O DN assiste ao lado destes homens da todas a operação de resgate. Profissional. Imune à dor. Poucos minutos antes das 20 horas, "o dia até estava a ser calmo", conta um bombeiro de Castelo Branco. "Depois, bem... os telefones começaram a tocar, reunimos muito rapidamente e corremos para cá", prossegue. De repente, nascia assim uma maré de pirilampos azuis que inundou quinhentos metros de auto-estrada encerrada. Sirenes histéricas, correria louca dos primeiros homens a chegar ao local.
Grupos de bombeiros descem a ravina, ainda não sabem bem o que os espera. Ouvem-se gritos desesperantes. Cá atrás desmontam-se as macas, dezenas delas são dispostas, esperando os corpos que começam a ser desencarcerados. Grita-se muito, agitam-se as comunicações via rádio, multiplicam-se os contactos com os hospitais. A tensão toma conta dos rostos.
Começam a pairar os helicópteros do INEM. Abafam todos os sons e confirmam que a operação está a decorrer dentro dos planos. Levam de imediato os dois feridos mais graves para o Hospital S. Francisco Xavier, em Lisboa. Entretanto, no centro de comando da Protecção Civil no local, o telefone não pára. Rui Esteves vai recebendo as indicações dos hospitais, distribuindo quem está bem, muito poucos, quem está mal, bastantes, e quem já não está entre nós. As paredes do centro da grande carrinha operacional estão cheias de quadros brancos escritos à mão, que se vão preenchendo com os números da tragédia. Feridos ligeiros, graves e mortos. Assim, frios como a matemática, e como a realidade que se ia desenrolando.

- _O que se pede_: Enumere as categorias de vítimas registradas nos quadros brancos da carrinha operacional, de acordo com o texto apresentado.

- _Material fornecido_:
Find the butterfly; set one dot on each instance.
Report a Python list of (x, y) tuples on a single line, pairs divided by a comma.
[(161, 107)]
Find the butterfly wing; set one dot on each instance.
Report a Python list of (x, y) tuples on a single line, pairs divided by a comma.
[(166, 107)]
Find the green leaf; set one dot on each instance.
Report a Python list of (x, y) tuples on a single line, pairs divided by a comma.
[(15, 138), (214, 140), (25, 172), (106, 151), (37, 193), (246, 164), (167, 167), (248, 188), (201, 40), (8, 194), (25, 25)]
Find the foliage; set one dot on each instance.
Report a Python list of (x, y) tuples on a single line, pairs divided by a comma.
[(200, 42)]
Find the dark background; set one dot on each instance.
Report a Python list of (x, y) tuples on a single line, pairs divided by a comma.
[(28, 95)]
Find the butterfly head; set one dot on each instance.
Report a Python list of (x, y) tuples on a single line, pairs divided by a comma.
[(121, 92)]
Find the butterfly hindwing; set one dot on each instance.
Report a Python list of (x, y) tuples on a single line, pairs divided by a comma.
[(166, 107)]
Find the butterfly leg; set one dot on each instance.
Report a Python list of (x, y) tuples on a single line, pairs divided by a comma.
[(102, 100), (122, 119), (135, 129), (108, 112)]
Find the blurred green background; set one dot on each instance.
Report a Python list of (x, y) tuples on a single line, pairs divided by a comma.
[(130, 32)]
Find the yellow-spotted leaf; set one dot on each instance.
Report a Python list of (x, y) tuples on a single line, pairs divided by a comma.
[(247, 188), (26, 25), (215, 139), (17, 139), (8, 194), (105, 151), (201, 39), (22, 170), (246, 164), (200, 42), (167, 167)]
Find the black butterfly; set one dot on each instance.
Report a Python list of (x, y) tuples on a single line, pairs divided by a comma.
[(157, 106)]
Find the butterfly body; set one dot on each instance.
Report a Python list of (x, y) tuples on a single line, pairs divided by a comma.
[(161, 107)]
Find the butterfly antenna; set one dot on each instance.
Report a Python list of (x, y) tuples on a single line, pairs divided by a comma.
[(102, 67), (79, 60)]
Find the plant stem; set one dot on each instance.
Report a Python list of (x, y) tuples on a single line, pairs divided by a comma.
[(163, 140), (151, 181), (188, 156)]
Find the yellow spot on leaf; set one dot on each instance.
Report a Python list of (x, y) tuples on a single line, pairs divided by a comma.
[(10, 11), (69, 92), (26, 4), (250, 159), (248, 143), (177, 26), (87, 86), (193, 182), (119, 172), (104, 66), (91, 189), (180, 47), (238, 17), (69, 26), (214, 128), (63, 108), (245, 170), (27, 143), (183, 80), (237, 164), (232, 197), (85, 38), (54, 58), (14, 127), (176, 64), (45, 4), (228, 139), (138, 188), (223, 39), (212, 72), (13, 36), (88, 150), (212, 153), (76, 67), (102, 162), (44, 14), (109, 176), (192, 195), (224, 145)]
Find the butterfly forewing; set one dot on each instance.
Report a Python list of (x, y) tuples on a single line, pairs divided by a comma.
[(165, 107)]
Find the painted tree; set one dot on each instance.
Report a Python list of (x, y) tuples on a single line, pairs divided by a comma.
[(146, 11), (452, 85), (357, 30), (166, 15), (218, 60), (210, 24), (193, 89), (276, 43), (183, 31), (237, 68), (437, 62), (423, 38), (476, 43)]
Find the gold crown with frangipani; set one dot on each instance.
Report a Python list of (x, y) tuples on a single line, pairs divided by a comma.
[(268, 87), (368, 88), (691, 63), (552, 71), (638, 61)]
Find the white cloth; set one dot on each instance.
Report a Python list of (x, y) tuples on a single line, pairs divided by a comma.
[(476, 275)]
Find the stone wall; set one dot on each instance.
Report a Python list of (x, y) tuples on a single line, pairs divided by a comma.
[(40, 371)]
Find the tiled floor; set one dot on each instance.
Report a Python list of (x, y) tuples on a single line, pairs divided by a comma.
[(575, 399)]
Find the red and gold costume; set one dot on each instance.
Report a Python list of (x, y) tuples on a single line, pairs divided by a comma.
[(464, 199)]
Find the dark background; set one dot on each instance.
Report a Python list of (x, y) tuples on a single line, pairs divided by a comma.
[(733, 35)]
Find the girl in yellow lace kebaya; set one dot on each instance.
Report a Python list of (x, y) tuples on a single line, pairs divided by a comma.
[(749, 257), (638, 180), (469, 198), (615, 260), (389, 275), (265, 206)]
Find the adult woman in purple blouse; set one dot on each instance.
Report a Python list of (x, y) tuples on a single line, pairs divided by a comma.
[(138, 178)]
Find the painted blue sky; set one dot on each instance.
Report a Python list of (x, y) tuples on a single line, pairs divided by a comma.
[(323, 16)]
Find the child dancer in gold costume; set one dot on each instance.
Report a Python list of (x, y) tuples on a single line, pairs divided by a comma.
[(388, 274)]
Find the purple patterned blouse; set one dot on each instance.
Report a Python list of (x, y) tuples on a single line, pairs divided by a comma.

- _Resolução_:
- Feridos ligeiros
- Feridos graves
- Mortos